GIVEN DATA:
=== Begin Enclosure ===

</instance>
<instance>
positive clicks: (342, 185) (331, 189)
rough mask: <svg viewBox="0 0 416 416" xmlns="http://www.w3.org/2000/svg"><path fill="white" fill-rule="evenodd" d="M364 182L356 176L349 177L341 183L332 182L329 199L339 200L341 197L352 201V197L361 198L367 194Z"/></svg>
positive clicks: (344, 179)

=== End Enclosure ===
=== Begin Enclosure ===

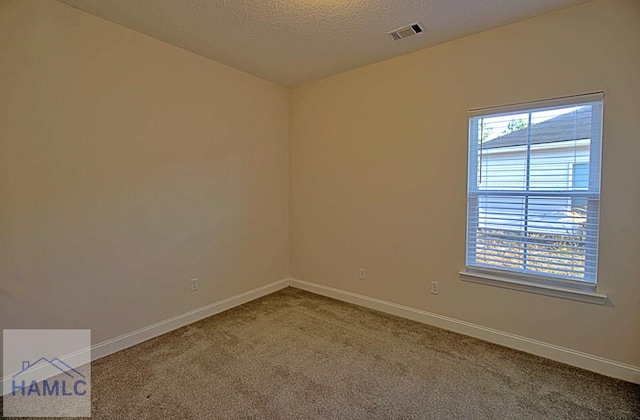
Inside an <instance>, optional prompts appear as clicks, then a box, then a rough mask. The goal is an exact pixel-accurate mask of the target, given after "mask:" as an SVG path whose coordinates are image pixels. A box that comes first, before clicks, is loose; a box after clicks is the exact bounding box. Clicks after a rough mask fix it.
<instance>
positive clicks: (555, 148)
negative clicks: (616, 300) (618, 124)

=== End Enclosure ===

PROBLEM DETAILS: Copy out the data between the line containing "</instance>" and the line containing "positive clicks: (344, 179)", inclusive, reproducing each line without change.

RESPONSE FOR THIS EXERCISE:
</instance>
<instance>
positive clicks: (342, 185) (331, 189)
rough mask: <svg viewBox="0 0 416 416" xmlns="http://www.w3.org/2000/svg"><path fill="white" fill-rule="evenodd" d="M364 182L356 176L349 177L341 183L332 182L329 199L339 200L341 197L352 201V197L361 198L367 194Z"/></svg>
positive clicks: (344, 179)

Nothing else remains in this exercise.